### EXERCISE PROMPT
Reproduce the entries below in full, word for word.

┄┄┄┄┄┄┄┄┄┄┄┄┄┄┄┄┄┄┄┄

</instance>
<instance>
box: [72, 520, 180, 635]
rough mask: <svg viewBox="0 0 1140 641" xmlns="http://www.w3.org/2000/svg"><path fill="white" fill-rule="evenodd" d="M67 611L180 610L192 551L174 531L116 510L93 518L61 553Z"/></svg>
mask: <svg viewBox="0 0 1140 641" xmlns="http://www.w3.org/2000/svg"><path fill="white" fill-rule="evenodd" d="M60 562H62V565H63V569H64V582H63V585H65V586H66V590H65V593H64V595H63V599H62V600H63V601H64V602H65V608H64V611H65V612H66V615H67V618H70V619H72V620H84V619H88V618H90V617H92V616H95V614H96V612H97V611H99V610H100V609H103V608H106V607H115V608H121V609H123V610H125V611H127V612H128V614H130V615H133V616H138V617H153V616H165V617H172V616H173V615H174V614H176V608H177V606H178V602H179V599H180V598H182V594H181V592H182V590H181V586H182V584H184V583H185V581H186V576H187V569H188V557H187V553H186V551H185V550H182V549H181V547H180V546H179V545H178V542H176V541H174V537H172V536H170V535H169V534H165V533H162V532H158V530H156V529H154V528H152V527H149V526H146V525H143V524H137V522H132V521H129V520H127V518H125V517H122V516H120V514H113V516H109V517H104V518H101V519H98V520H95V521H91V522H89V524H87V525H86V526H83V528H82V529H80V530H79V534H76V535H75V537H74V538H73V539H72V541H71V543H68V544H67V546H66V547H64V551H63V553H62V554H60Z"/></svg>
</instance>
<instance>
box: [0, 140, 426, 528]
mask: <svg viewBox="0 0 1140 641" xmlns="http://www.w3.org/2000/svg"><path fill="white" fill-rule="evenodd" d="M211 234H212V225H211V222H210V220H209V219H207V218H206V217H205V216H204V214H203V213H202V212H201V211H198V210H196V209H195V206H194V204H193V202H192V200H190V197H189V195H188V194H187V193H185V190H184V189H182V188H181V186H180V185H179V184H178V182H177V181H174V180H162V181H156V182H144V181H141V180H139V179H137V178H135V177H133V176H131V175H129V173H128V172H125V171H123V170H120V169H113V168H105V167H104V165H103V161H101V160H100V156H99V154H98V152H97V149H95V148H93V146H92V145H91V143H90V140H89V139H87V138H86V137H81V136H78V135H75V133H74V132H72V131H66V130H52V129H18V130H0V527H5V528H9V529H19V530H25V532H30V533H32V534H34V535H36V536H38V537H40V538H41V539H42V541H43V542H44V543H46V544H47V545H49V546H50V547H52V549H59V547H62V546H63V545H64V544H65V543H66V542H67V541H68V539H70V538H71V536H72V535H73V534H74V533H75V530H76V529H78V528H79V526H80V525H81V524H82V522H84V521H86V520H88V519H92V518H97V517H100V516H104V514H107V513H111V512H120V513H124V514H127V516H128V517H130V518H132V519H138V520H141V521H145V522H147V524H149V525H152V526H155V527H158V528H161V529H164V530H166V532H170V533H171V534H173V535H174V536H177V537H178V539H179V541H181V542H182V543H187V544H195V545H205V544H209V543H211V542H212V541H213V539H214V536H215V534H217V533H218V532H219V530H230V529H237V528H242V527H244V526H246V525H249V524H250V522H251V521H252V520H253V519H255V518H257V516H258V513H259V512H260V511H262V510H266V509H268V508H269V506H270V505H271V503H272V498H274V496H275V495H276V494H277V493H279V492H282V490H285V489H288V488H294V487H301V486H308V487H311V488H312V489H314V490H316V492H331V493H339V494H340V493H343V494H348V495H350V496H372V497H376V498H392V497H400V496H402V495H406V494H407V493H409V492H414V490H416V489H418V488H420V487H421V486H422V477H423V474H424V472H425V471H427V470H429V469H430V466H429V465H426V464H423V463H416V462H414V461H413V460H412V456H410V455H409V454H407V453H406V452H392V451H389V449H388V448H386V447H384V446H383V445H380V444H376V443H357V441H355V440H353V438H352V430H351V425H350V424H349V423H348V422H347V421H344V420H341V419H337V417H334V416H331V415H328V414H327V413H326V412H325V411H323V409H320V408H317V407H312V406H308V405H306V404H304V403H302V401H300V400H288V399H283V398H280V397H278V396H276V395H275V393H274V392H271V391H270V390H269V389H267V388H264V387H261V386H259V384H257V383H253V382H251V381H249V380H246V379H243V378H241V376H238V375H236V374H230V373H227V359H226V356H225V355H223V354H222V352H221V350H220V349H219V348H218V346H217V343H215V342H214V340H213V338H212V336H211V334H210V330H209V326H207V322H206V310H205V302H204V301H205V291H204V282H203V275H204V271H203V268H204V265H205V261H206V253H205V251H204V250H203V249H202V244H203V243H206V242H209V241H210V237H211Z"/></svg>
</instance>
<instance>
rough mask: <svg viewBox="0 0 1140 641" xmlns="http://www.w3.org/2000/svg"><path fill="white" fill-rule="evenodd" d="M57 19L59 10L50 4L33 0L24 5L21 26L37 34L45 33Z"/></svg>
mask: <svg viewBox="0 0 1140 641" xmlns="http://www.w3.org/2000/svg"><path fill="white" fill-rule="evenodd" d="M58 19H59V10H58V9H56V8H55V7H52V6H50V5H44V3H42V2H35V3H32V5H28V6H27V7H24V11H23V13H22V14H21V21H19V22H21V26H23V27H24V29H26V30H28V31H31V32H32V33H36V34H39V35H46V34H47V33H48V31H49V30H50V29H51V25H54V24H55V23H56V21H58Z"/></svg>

┄┄┄┄┄┄┄┄┄┄┄┄┄┄┄┄┄┄┄┄

### TASK RESPONSE
</instance>
<instance>
box: [72, 520, 180, 635]
rough mask: <svg viewBox="0 0 1140 641" xmlns="http://www.w3.org/2000/svg"><path fill="white" fill-rule="evenodd" d="M67 611L180 610L192 551L174 531L116 510L93 518L61 553Z"/></svg>
mask: <svg viewBox="0 0 1140 641" xmlns="http://www.w3.org/2000/svg"><path fill="white" fill-rule="evenodd" d="M60 562H62V565H63V569H64V582H63V585H65V586H66V590H65V593H64V595H63V599H62V600H63V601H64V602H65V608H64V611H65V612H66V615H67V618H70V619H72V620H84V619H88V618H90V617H92V616H95V614H96V612H97V611H99V610H100V609H103V608H106V607H115V608H121V609H123V610H125V611H127V612H128V614H130V615H133V616H138V617H153V616H165V617H172V616H173V615H174V614H176V608H177V606H178V602H179V599H180V598H182V594H181V592H182V590H181V586H182V584H184V583H185V581H186V576H187V569H188V557H187V553H186V551H185V550H182V549H181V547H180V546H179V545H178V542H176V541H174V537H172V536H170V535H169V534H165V533H162V532H158V530H156V529H154V528H152V527H149V526H146V525H143V524H137V522H132V521H129V520H127V518H125V517H122V516H120V514H113V516H109V517H104V518H101V519H98V520H95V521H91V522H89V524H87V525H86V526H83V528H82V529H80V530H79V534H76V535H75V537H74V538H73V539H72V541H71V543H68V544H67V546H66V547H64V551H63V553H62V554H60Z"/></svg>
</instance>
<instance>
box: [0, 140, 426, 528]
mask: <svg viewBox="0 0 1140 641" xmlns="http://www.w3.org/2000/svg"><path fill="white" fill-rule="evenodd" d="M211 234H212V225H211V222H210V220H209V219H207V218H206V217H205V216H204V214H203V213H202V212H201V211H198V210H196V209H195V206H194V204H193V202H192V200H190V197H189V195H188V194H187V193H185V190H184V189H182V188H181V186H180V185H179V184H178V182H177V181H174V180H162V181H156V182H144V181H141V180H139V179H137V178H135V177H133V176H131V175H129V173H128V172H125V171H123V170H120V169H113V168H105V167H104V165H103V161H101V160H100V156H99V154H98V152H97V149H95V148H93V146H92V145H91V143H90V140H89V139H87V138H86V137H81V136H78V135H75V133H74V132H72V131H66V130H52V129H18V130H0V527H5V528H9V529H19V530H25V532H30V533H32V534H34V535H36V536H38V537H40V538H41V539H42V541H43V542H44V543H46V544H47V545H49V546H50V547H52V549H59V547H62V546H63V545H64V544H65V543H66V542H67V541H68V539H70V538H71V536H72V535H73V534H74V533H75V530H76V529H78V528H79V526H80V525H81V524H82V522H84V521H86V520H88V519H92V518H97V517H100V516H104V514H107V513H111V512H120V513H124V514H127V516H128V517H130V518H132V519H138V520H141V521H145V522H147V524H149V525H152V526H155V527H158V528H161V529H164V530H166V532H170V533H171V534H173V535H174V536H177V537H178V539H179V541H181V542H182V543H187V544H195V545H205V544H209V543H211V542H212V541H213V539H214V536H215V534H217V533H218V532H219V530H230V529H237V528H242V527H244V526H246V525H249V524H250V522H251V521H252V520H253V519H255V518H257V516H258V513H259V512H260V511H262V510H266V509H268V508H269V506H270V505H271V503H272V498H274V496H275V495H276V494H277V493H279V492H282V490H285V489H288V488H294V487H301V486H308V487H311V488H312V489H314V490H316V492H331V493H339V494H340V493H343V494H348V495H350V496H372V497H376V498H392V497H400V496H402V495H406V494H407V493H409V492H414V490H416V489H418V488H420V487H421V486H422V477H423V474H424V472H425V471H427V470H429V469H430V466H429V465H426V464H423V463H416V462H414V461H413V460H412V456H410V455H409V454H407V453H406V452H392V451H389V449H388V448H386V447H384V446H383V445H380V444H376V443H357V441H355V440H353V438H352V430H351V425H350V424H349V423H348V422H347V421H344V420H341V419H337V417H334V416H331V415H328V414H327V413H326V412H325V411H323V409H320V408H317V407H312V406H308V405H306V404H304V403H302V401H300V400H288V399H283V398H280V397H278V396H276V395H275V393H274V392H271V391H270V390H269V389H267V388H264V387H261V386H259V384H257V383H253V382H251V381H249V380H246V379H243V378H241V376H238V375H236V374H230V373H227V359H226V356H225V355H223V354H222V352H221V350H220V349H219V348H218V346H217V343H215V342H214V340H213V338H212V336H211V334H210V330H209V326H207V322H206V310H205V302H204V301H205V291H204V282H203V275H204V271H203V268H204V265H205V261H206V253H205V251H204V250H203V249H202V244H203V243H206V242H209V241H210V237H211Z"/></svg>
</instance>
<instance>
rough mask: <svg viewBox="0 0 1140 641" xmlns="http://www.w3.org/2000/svg"><path fill="white" fill-rule="evenodd" d="M57 19L59 10L50 4L33 0L24 5L21 26L37 34L45 33Z"/></svg>
mask: <svg viewBox="0 0 1140 641" xmlns="http://www.w3.org/2000/svg"><path fill="white" fill-rule="evenodd" d="M58 19H59V10H58V9H56V8H55V7H52V6H50V5H44V3H42V2H35V3H32V5H28V6H27V7H24V11H23V13H22V14H21V21H19V22H21V26H23V27H24V29H26V30H28V31H31V32H32V33H36V34H39V35H46V34H47V33H48V31H49V30H50V29H51V25H54V24H55V23H56V21H58Z"/></svg>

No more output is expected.